— Fragmento del texto —
========================================================================
Hace sesenta años un niño, que no había cumplido los doce, vio Misión de audaces en un cine de Santander.


Dos años después, en el verano de 1962, vio Centauros del desierto, y volvió a verla a continuación, y al día siguiente la vio dos veces más (sólo la pasaron dos días), y seis veces la hubiera visto, pero sus padres no le dejaban ir a la sesión de noche.


Aquel niño encontró su vocación al abrigo de John Ford: sería director de cine. Lo fue. Lo es. Pero sobre todo encontró una forma de vida, un destino: la cinefilia. Aquel niño se llamaba -se llama- Paulino Viota.

Intermedio publicó una espléndida edición 
de su obra fílmica hace unos años.

 A su cinefilia le debemos un libro precioso, al cuidado de Ediciones Asimétricas que lo ha tratado con mimo; da gusto tenerlo en las manos, no digamos leerlo. Se titula La herencia del cine -qué título tan bello- y reúne sus escritos escogidos (en una edición de Rubén García López, quien también dedicó al cineasta cinéfilo -o viceversa- su tesis doctoral, Paulino Viota. Vanguardia y retaguardia del cine español).


Si no recuerdo mal tuve la primera noticia de Paulino Viota por el número 2/mayo de 1979 de la revista Contracampo (fundamental en nuestra educación cinéfila), que aún conservo, en una entrevista firmada por Alberto Fernández Torres y Jesús G. Requena donde hablaba de sus películas; sobre todo le preguntaban por Contactos (1970) y por la entonces reciente Con uñas y dientes (1979).

Fotogramas de Contactos.

En el número 36/verano de 1984 le leí otra entrevista, firmada esta vez por Ignasi Bosch y Juan M. Company, sobre Cuerpo a cuerpo (1984), que acabó siendo la última película de Paulino Viota.


En ese número 36 de Contracampo pudimos también leer testimonios de Harry Carey Jr. sobre John Ford, donde contaba, por ejemplo, que el Viejo (ya se referían a él así con apenas 30 años) improvisaba mucho.

Harry Carey Jr. y Ben Johnson en Wagon Master.

Seguro que a Paulino Viota le reconfortó aquella feliz vecindad con el maestro en las páginas de la revista.

Paulino Viota.
(Fotografía de Óscar Fernández Orengo.)

Vale la pena leer cada texto reunido en La herencia del cine, pero si tuviera que escoger entre los escogidos señalaría dos, apenas dos, pero los dos de reclinatorio: Forma local y forma local: "A Woman of Paris", en torno a la obra maestra de Chaplin, y El vértigo de la rectificación, verdadera cumbre del libro: 141 páginas dedicadas a Vértigo, The Searchers y Río Grande (sobre todo a estas dos últimas) que ocupan más de la tercera parte de La herencia del cine. ¡Cómo vamos a extrañarnos cuando Paulino Viota nos confiesa en la pág. 311 que se ha especializado en John Ford!
========================================================================
— Material reunido —

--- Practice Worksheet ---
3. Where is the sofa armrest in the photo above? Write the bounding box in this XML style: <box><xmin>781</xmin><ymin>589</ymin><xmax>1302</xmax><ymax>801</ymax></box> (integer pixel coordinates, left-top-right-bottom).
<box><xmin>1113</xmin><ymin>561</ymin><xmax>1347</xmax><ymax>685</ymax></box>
========================================================================
— Tareas del ejercicio —
(a) Según el texto sobre Paulino Viota, ¿qué título tiene el libro que reúne sus escritos escogidos?
(b) Indica si cada afirmación coincide con el texto sobre Paulino Viota, y cita las palabras del texto que lo deciden: (i) De niño vio Centauros del desierto seis veces. (ii) Cuerpo a cuerpo fue su última película. (iii) El vértigo de la rectificación ocupa más de la tercera parte del libro.
(c) Escribe cómo seguiría el texto sobre Paulino Viota después de su última frase.

— Lista de respuestas —
(a) La herencia del cine.

(b)
(i) No: "seis veces la hubiera visto, pero sus padres no le dejaban ir a la sesión de noche".
(ii) Sí: "Cuerpo a cuerpo (1984), que acabó siendo la última película de Paulino Viota".
(iii) Sí: "141 páginas dedicadas a Vértigo, The Searchers y Río Grande (sobre todo a estas dos últimas) que ocupan más de la tercera parte de La herencia del cine".

(c)
Sólo quien prepara esquemas 
y diagramas para captar la estructura 
de una película con un vistazo 
puede imaginar cuánto trabajo hay 
detrás de cada una de estas páginas.

Digámoslo ya: los dos textos, obras maestras del análisis cinematográfico. Análisis de las formas (fílmicas) que cuentan y piensan, que nos cuentan y nos piensan, que nos hacen contar y pensar. Paulino Viota recoge en la pág. 324 una cita del gran crítico japonés Shigehiko Hasumi que se abrocha con esta línea clara, contundente, definitiva:
El cineasta John Ford es esencialmente un genio "formalista".
Pero, ojito: se trata de análisis que multiplican el placer -donde se conjuga el sabor (la sensualidad) y el saber (el conocimiento)- de las películas que desentrañan, que empujan a verlas otra vez y a palabrearlas a la luz de las páginas que las iluminaron.

Fotograma fordiano a más no poder de Río Grande:
las mujeres con sus delantales al viento, imagen de
la desolación (pág. 274), donde Paulino Viota ve 
ecos de una fotografía de los colonos huidos 
por el levantamiento sioux en Minnessotta,
tomada por Granger  en 1862.

Prueba definitiva de que el cinéfilo cineasta -o viceversa- Paulino Viota devino también un gran maestro, en el sentido más primordial y cardinal de la palabra. Basta ver el extra de la edición de su obra fílmica en Intermedio, la presentación de Río Grande en la Filmoteca de Cantabria hace seis años para comprobarlo (en el cuaderno que acompaña la edición nos anticipaba ya un diagrama de la estructura de la película).


Sobra decir que volvimos a ver Río Grande, sin duda la película que más ha estudiado el maestro Viota. (Ángeles, a quien le leí algunas líneas de La herencia del cine, apunta -los puntos sobre las íes- que si no fuera por esa razón sería por otra, que siempre estoy volviendo a John Ford; cabe anotar que a ella le encanta Río Grande), la película del Viejo maestro donde -son palabras del maestro Viota en la pág. 257- el pasado está más presente en el presente. 


Para cuantos seguís esta escuela quizá no haga falta señalar que me siento muy identificado con el autor de La herencia del cine, o mejor, hermanado por una experiencia fundacional: él, con Misión de audaces; yo, con Pasión de los fuertes. Él en Santander, yo en Tui.


Y, mira por dónde, leyendo hace unos años una entrevista con Paulino Viota en el número 16 de la revista Minerva (del Círculo de Bellas Artes de Madrid), me enteré de que, después de Cuerpo a cuerpo, su último intento de rodar una película se cifró en un guión basado en una historia real que acontecía en Tui durante la guerra civil, una historia cobijada en la memoria oral que le escuché a mi madre de viva voz cuando aún era un chaval, pero ella, con razón, debió pensar que ya tenía edad para no olvidarla.

Cartel de Con uñas y dientes 

Hacer presente con la historia como hace historia con el presente, pongamos por caso en Con uñas y dientes, el maestro Viota. (Como viene a cuento, anoto: cada vez que escucho hablar de la llamada transición española con tanta desmemoria pienso en una sesión continua iluminadora: Con uñas y dientes y La verdad sobre el caso Savolta, de Antonio Drove.)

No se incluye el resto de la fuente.